*Excerpt to read:*
- Opening Delimiter -
Doctors Without Borders goes where others don't. And that often gets its staff in trouble.
The doctors and medics of the group, also known by their French name, Medecins Sans Frontieres, go to centers of conflict where most other medical teams do not. And that means they are often in danger.
On December 29, two staff members were killed in Somalia.
The latest news from South Sudan is especially worrying. Some 130 staff at the Doctors Without Borders clinic in Pibor, South Sudan, are missing, according to a statement from the group.
Renewed ethnic violence in Jonglei State, South Sudan, has forced thousands of families to flee into the bush. Two Doctors Without Borders medical facilities have been targeted and the independent medical humanitarian organization has been forced to temporarily suspend its much needed medical activities in Pibor County.
Doctors and nurses had to evacuate a hospital in the town of Pibor and two outreach clinics as a column of 6,000 armed youths from the Lou Nuer tribe descended on the town in pursuit of a rival tribe, the Murle, according to the Telegraph. The hospital was reportedly torched by the attacking forces.
The Lou Nuer and Murle are in conflict, with each accusing the other of stealing cattle and killing tribal members. Neither UN peacekeepers nor the South Sudan army were able to stop the attack on Pibor.
- Closing Delimiter -
*Assigned task:* Reproduce the passage of the article on Doctors Without Borders that starts at "Doctors Without Borders goes" and ends at "killed in Somalia.", keeping every word and mark unchanged.

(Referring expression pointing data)
- Opening Delimiter -
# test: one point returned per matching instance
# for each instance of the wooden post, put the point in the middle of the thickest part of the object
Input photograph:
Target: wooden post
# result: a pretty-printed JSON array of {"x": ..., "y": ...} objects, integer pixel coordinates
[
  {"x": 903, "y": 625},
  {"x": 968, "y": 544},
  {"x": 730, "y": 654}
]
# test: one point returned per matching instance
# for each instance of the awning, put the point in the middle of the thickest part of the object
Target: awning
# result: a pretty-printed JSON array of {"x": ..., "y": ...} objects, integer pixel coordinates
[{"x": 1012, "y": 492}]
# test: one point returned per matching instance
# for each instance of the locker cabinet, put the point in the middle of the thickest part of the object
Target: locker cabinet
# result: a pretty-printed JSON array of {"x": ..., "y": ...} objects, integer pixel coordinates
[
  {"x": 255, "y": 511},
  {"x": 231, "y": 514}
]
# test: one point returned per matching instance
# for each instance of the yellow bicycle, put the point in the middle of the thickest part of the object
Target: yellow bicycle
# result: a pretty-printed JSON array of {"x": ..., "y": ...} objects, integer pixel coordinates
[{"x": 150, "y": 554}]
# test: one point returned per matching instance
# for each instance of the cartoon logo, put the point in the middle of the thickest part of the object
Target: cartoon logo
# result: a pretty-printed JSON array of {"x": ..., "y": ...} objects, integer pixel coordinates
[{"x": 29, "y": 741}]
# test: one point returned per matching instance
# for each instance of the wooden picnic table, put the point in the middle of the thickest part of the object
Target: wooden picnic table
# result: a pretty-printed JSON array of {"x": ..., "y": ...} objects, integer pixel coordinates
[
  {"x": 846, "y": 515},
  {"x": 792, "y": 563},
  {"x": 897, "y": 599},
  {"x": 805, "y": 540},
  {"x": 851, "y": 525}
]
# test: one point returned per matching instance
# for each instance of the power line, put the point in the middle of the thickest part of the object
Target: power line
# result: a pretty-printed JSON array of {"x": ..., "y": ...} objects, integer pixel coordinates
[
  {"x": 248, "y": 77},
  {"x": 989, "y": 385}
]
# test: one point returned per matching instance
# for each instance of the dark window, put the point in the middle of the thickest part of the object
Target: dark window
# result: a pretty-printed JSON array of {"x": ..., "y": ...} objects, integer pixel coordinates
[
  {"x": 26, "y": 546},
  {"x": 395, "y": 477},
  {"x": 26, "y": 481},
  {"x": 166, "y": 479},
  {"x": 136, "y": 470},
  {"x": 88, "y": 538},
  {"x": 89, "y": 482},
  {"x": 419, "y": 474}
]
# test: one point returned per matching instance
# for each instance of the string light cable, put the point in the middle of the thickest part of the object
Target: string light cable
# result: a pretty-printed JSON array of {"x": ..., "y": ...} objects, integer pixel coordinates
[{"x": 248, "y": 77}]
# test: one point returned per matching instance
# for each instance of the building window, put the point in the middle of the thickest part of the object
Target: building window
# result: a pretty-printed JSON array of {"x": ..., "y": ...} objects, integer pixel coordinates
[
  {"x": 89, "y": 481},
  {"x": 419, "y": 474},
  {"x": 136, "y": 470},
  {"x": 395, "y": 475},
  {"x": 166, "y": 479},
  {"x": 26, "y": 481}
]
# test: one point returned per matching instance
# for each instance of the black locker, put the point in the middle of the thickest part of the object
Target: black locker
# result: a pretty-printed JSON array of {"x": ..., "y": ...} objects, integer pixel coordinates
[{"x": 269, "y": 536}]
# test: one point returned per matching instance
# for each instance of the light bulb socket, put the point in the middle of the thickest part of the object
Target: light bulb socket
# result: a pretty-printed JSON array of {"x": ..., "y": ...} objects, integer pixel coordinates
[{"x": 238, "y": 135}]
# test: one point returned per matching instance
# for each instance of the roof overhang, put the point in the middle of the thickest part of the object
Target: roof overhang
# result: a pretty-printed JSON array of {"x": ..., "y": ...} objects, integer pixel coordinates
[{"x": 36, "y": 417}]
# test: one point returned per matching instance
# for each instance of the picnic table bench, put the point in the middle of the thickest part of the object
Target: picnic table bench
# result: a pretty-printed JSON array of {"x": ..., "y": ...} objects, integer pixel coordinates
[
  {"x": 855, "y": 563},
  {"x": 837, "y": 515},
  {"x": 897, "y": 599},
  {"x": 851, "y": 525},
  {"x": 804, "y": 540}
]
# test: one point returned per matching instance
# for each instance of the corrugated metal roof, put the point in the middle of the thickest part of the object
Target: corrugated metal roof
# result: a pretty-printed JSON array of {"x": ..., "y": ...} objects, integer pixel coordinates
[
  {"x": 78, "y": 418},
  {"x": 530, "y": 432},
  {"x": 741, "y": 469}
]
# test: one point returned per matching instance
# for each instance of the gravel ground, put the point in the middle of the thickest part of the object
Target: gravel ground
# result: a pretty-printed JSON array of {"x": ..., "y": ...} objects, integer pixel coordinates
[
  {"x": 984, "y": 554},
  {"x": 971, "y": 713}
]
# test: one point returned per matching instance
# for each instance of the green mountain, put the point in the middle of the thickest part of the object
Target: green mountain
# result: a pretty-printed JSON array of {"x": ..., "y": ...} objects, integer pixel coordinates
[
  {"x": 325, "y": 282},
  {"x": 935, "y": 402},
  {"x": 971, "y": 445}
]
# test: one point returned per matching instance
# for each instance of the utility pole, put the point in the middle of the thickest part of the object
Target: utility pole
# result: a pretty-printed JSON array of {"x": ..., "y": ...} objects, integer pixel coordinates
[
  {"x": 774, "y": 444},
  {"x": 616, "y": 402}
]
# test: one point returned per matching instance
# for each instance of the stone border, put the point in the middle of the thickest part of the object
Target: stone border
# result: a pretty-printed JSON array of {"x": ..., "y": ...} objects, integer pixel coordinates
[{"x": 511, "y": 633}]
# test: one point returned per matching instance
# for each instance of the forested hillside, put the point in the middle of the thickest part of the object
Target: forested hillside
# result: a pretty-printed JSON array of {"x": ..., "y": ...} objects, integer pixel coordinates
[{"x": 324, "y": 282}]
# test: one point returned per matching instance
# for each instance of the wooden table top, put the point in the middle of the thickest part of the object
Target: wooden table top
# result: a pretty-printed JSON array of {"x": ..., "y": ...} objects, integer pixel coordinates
- Closing Delimiter -
*Expected output:*
Doctors Without Borders goes where others don't. And that often gets its staff in trouble.
The doctors and medics of the group, also known by their French name, Medecins Sans Frontieres, go to centers of conflict where most other medical teams do not. And that means they are often in danger.
On December 29, two staff members were killed in Somalia.